Segment Start: Entries supplied
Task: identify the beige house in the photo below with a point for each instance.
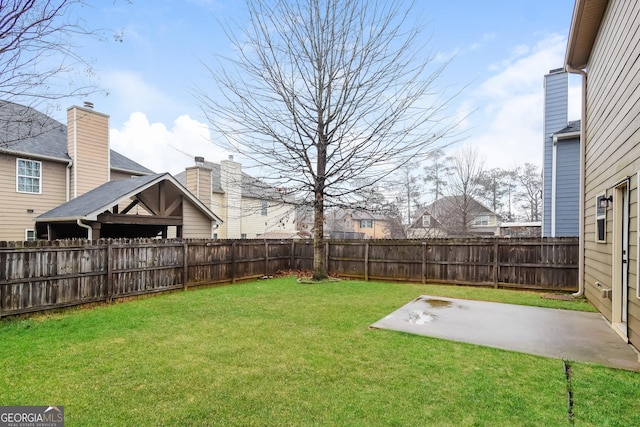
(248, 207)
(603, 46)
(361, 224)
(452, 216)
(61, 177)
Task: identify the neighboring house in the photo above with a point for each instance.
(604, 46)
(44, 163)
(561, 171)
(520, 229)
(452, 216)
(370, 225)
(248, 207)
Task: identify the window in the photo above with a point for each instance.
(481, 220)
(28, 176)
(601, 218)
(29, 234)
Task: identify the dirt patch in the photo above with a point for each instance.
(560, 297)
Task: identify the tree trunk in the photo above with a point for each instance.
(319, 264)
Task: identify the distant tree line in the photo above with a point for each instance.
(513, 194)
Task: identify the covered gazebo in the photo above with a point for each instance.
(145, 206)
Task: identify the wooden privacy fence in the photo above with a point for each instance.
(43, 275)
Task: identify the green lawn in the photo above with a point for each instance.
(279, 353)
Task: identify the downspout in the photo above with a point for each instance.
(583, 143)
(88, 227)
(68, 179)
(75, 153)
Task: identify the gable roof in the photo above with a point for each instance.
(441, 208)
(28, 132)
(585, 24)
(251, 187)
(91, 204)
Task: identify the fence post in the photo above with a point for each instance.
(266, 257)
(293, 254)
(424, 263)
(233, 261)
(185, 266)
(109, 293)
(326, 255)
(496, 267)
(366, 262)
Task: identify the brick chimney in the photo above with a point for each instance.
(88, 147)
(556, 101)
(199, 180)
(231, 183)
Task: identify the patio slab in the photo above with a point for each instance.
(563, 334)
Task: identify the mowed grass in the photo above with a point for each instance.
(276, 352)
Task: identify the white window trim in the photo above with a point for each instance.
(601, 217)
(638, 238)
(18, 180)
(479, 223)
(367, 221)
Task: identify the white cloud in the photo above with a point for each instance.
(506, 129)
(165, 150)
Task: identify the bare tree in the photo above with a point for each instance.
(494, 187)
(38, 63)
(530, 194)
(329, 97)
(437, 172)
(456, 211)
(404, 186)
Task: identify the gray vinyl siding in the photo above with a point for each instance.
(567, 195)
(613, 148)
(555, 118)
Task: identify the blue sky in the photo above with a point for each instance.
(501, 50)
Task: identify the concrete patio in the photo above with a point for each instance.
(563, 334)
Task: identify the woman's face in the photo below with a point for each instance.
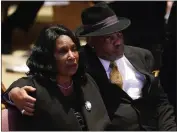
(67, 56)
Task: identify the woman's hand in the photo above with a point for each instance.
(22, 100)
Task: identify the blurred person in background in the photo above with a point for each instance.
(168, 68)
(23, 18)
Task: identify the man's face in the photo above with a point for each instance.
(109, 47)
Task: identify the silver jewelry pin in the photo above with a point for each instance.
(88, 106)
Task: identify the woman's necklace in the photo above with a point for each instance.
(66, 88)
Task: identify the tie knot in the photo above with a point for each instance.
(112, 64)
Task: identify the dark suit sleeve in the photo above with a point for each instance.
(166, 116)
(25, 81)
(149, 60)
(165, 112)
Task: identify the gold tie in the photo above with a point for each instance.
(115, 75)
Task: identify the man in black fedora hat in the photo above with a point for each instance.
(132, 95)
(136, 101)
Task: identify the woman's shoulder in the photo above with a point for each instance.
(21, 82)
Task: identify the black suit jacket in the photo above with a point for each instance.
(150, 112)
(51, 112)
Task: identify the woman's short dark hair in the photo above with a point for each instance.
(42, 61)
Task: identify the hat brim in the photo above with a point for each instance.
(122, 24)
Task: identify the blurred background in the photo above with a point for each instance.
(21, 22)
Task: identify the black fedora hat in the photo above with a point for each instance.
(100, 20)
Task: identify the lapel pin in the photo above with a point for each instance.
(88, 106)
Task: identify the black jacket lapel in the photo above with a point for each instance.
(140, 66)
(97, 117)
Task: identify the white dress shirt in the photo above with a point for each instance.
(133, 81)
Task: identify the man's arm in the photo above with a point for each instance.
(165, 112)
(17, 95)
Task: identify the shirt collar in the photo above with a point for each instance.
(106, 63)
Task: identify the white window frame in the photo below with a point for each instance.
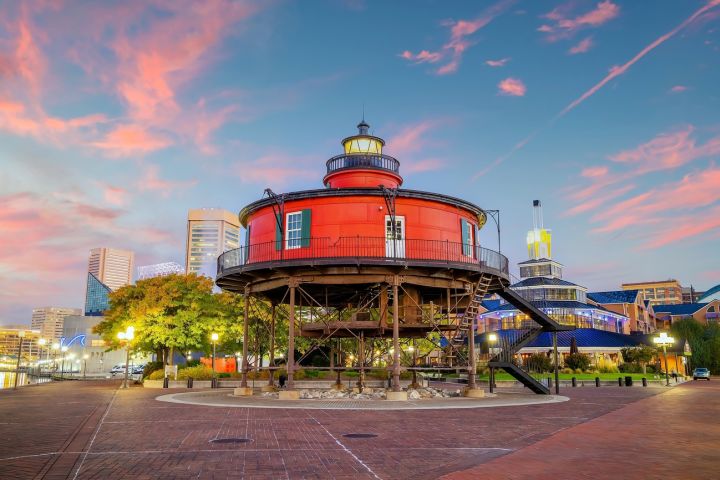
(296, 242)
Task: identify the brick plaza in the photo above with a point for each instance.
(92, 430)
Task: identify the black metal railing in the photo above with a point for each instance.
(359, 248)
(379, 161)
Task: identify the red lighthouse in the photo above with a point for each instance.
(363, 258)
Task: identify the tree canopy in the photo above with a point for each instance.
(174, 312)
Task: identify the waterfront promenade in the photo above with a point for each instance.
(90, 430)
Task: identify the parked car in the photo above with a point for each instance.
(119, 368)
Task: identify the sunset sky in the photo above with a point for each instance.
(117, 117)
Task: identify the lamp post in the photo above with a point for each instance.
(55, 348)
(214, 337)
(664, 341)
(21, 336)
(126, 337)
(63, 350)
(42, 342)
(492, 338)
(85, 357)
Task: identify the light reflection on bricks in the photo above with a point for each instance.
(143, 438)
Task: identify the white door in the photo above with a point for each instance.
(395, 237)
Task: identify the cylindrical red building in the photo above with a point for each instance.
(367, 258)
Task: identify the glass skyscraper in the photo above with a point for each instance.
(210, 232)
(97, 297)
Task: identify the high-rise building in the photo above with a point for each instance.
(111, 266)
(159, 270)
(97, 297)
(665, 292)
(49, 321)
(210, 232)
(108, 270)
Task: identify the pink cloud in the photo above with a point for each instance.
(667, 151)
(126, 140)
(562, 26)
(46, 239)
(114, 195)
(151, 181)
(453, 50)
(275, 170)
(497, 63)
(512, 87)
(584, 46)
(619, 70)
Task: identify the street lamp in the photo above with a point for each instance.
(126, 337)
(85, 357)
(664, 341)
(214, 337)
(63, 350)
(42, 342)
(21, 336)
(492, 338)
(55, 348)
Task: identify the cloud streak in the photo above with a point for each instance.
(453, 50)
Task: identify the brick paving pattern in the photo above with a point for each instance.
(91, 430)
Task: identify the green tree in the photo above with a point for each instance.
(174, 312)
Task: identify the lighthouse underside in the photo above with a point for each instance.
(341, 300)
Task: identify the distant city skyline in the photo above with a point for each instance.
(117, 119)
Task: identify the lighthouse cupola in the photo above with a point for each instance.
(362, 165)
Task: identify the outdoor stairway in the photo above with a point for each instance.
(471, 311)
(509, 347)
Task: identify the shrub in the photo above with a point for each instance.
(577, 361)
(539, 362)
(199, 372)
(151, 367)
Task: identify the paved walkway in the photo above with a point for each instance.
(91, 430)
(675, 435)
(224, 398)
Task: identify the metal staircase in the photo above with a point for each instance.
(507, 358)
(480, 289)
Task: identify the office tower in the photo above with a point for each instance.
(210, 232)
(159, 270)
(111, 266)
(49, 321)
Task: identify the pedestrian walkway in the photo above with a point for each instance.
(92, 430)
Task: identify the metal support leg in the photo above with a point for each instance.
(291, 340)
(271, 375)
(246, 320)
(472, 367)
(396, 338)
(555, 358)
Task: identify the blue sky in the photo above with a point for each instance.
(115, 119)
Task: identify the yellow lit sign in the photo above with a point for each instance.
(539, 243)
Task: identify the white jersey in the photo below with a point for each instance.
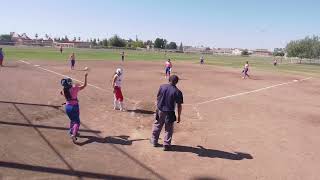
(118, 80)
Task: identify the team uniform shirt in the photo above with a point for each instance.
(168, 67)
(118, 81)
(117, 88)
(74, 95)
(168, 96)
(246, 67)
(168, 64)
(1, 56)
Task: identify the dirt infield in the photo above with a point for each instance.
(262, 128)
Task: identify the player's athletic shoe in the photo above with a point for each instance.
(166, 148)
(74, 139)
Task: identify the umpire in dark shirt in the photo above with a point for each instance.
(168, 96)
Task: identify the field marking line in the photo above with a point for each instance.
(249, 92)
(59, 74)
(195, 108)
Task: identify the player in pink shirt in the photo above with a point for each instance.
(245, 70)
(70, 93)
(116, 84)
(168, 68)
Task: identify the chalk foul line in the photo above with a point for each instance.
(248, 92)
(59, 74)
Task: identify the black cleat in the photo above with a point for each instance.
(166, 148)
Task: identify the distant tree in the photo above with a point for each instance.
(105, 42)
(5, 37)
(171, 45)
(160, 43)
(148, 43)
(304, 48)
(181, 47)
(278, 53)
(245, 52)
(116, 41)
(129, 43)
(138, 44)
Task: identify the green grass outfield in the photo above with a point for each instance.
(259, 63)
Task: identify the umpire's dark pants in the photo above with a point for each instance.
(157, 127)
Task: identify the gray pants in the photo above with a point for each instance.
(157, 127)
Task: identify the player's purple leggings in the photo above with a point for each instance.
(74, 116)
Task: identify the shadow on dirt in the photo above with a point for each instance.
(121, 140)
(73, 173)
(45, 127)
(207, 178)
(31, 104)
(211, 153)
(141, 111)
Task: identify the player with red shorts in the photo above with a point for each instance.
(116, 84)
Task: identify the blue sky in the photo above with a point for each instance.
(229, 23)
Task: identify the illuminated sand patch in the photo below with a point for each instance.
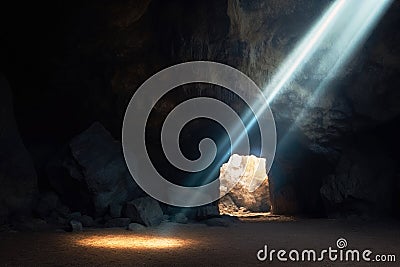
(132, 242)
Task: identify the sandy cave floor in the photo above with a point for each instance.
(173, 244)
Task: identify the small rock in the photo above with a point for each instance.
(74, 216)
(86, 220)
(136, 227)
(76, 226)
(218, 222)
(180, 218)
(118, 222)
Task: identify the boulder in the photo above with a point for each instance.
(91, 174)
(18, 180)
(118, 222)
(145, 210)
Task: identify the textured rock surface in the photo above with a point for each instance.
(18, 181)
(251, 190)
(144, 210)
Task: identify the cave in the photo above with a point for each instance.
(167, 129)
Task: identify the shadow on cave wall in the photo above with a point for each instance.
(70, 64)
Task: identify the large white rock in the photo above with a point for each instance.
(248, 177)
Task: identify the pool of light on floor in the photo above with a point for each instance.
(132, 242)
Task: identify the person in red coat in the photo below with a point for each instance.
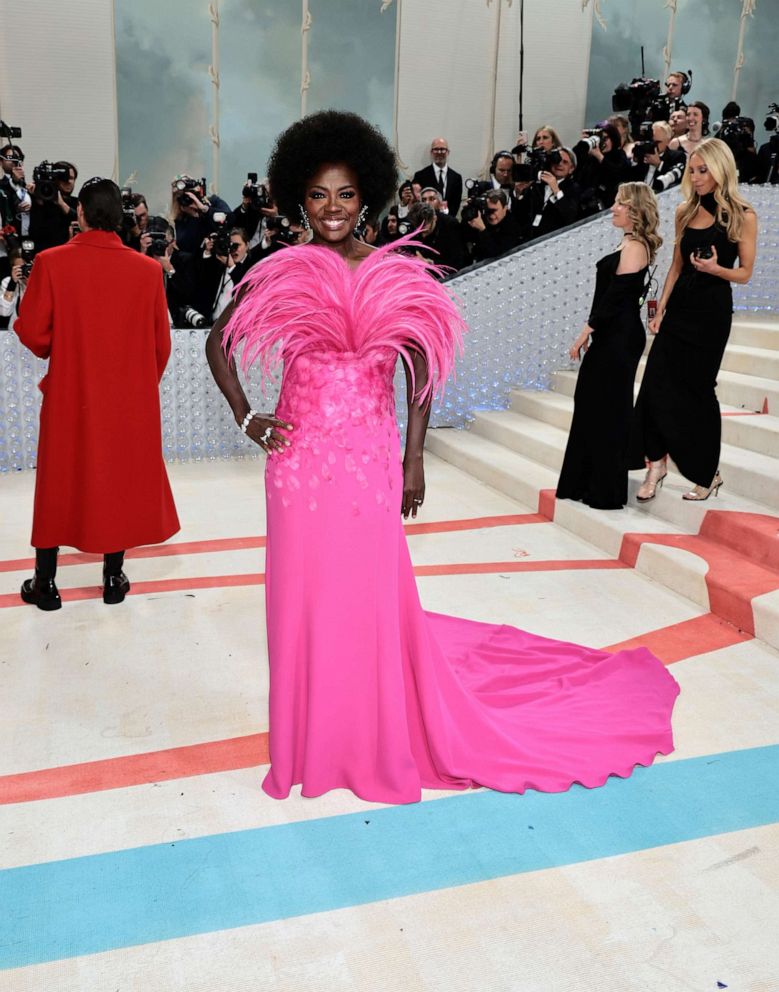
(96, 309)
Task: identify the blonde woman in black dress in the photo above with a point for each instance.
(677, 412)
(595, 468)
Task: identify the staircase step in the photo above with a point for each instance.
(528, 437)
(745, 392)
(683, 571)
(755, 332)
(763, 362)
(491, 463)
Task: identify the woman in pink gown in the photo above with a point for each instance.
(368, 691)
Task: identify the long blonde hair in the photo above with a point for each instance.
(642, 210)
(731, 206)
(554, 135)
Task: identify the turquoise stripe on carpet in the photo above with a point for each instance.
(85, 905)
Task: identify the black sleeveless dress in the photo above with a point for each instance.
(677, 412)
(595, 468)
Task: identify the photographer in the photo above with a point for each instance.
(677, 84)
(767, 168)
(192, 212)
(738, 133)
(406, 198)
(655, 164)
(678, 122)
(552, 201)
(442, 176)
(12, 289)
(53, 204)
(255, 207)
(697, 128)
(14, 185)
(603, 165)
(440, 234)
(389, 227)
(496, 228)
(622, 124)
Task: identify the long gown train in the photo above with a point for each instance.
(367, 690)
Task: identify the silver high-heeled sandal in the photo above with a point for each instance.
Segment End: Entries supplied
[How to complete this task]: Set down each line from the line containing "Task: identify the turquoise" through the final line of the data, exactly and with nothing added.

[Expected output]:
Task: identify the turquoise stripe on carpet in the photo above with a point for each instance.
(85, 905)
Task: identify the black sleeveless dress in the photo above with a point for each instance.
(677, 412)
(595, 468)
Task: identify the photographer in the photo above with a point for each instance.
(677, 84)
(767, 168)
(192, 212)
(738, 133)
(406, 198)
(655, 164)
(678, 122)
(552, 201)
(442, 176)
(12, 289)
(53, 204)
(255, 207)
(697, 128)
(14, 185)
(603, 165)
(440, 234)
(389, 227)
(496, 228)
(622, 124)
Task: identify the long gown train in the photo above with a point for each instance.
(367, 690)
Task: identify the silver high-heeled sandal in the photo above with a point for each instance.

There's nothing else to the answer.